» PROVIDED PASSAGE:
◇ ◇ ◇ ◇

The Kinneir family has a long history in Cricklade, members being recorded in the baptism registers over the past 300 years.
In the early 19th century, their ranks included landowners and professional men, members of the rural gentry. They lived off annuities and investments, secure in both finances and love, being a close family, in regular touch with each other.
Richard Kinneir, born in Cricklade in 1814, continued this successful trend. He trained as a doctor in Edinburgh, was able to benefit from family investments, moved to Cirencester to practice, and in 1839 married an independently wealthy woman.
His wife, Maria Mackelyne, was from Oaksey Park, near Ashton Keynes. The National Archives has a copy of her marriage settlement (ref 700/138/1) showing that her family’s property included the manor house and farm of the Leigh estate at Ashton Keynes and the Hailstone estate at Cricklade.
The Kinneirs were in Cirencester – living at Dollar Street – until around 1847, when they moved to Devon. They were there for at least four years, but by 1858 had moved closer to their families, living in Purton, not far from Cricklade. Another move, this time to Sherborne in Dorset, occurred by 1871. This seems to have been the final home for the Kinneirs, as Maria died there in 1892.
The Kinneirs appear to have had a privileged life, living in comfort with their children. Yet appearances can be deceptive.
One thing money couldn’t buy in Victorian England was your children’s health. Children of all backgrounds could be struck by illness or disease, and recourse to the best medical attention of the time – even from a caring father – couldn’t always save you.

◇ ◇ ◇ ◇

» MATERIAL SHOWN:
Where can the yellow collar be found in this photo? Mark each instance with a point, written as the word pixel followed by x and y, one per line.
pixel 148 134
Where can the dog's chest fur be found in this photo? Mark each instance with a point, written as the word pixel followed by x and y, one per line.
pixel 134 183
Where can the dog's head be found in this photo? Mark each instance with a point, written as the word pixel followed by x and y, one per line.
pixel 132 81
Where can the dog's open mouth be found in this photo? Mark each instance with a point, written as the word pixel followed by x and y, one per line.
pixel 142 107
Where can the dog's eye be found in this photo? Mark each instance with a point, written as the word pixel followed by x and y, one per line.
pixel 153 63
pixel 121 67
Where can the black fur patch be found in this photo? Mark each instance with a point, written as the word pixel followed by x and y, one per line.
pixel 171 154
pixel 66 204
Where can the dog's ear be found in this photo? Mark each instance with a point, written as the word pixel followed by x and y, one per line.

◇ ◇ ◇ ◇

» WORK ORDER: Continue the text about the Kinneir family of Cricklade, picking up after its final sentence.

» ANSWER:
The Kinneirs had ten children, born between 1840 and 1858, with the five eldest all born in Cirencester before the move further south. There were five girls and five boys.
Seventh child Hester Anne died in Devon in 1873, aged 22. Fourth child Arthur Wellesley died soon after the family moved to that county, at the age of two.
But perhaps the saddest fact about the Kinneirs is the death of their second son, Walter. Alone amongst their children, he lies in the graveyard in Cirencester – but not forgotten.
Over his grave is a copper plate, now turned green with time. The elegant, beautiful inscription on it is as clear to read today as it was when it was first placed there nearly 170 years ago; and so it can be read by anyone who walks round the churchyard, and who stops to read:
Sacred to the memory of Walter Frederick, son of Richard and Maria Kinneir of this Place, who died October 14 1843 aged 2 months.